_Task goal_. Pick out each line in the records below that contains the word "tractor", and copy those lines.

_Input material_.

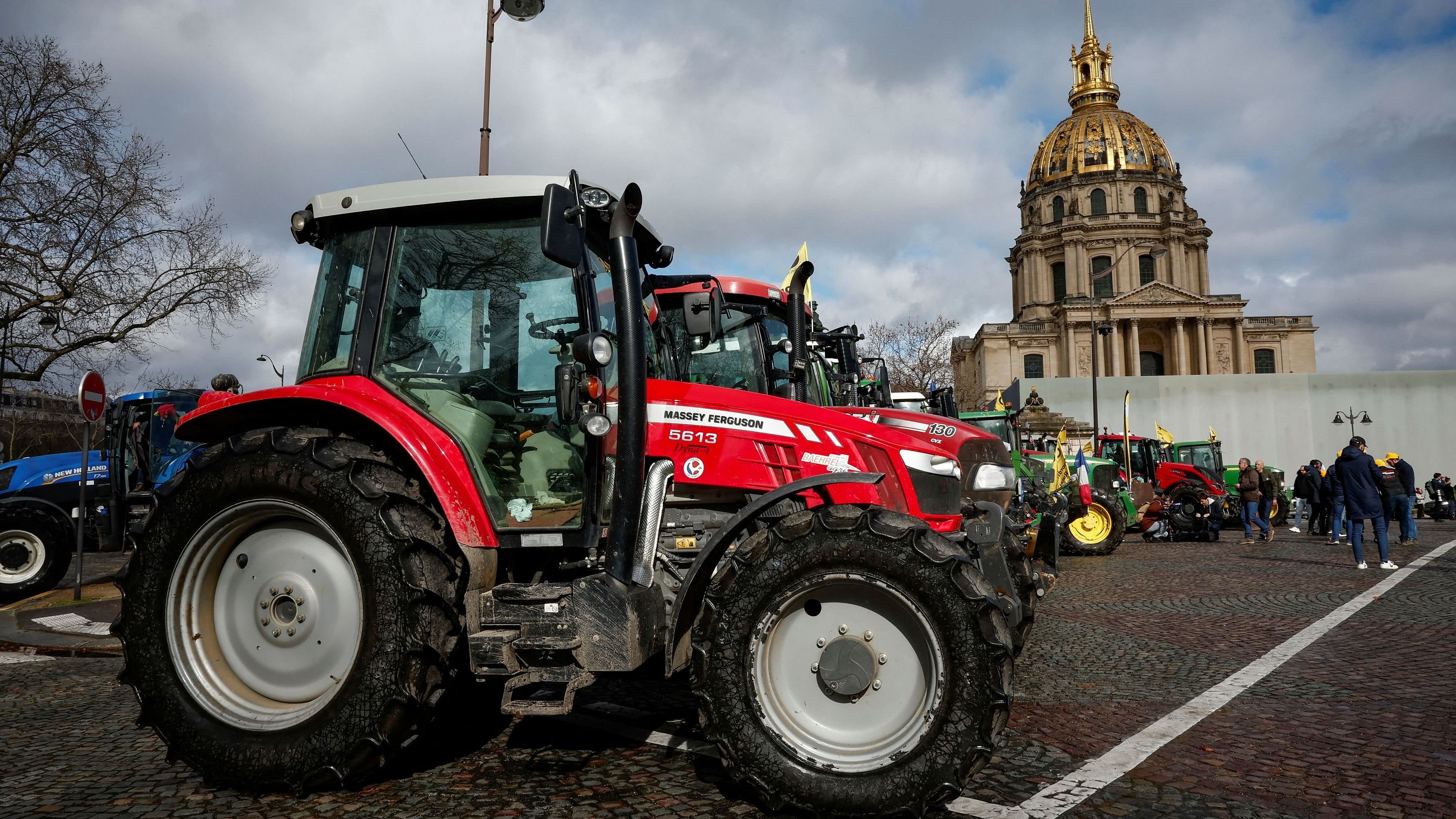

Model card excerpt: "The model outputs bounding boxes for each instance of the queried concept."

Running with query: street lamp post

---

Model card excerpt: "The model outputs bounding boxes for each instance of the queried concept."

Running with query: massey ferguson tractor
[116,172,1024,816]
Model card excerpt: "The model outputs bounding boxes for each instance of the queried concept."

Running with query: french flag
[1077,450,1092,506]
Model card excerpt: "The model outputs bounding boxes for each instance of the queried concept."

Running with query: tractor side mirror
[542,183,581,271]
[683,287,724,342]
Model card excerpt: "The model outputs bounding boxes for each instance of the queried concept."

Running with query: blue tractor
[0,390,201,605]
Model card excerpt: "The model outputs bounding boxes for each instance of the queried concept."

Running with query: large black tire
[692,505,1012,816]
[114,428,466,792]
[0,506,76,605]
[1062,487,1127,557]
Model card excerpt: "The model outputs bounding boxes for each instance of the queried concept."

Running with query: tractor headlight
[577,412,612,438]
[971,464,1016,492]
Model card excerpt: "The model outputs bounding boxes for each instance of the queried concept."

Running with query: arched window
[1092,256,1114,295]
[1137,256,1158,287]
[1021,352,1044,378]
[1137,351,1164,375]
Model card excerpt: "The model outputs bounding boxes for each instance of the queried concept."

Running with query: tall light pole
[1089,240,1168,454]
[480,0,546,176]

_Result of the task_.
Running with query: massey ferguson tractor
Running with query: tractor side mirror
Running with query: blue tractor
Running with query: tractor headlight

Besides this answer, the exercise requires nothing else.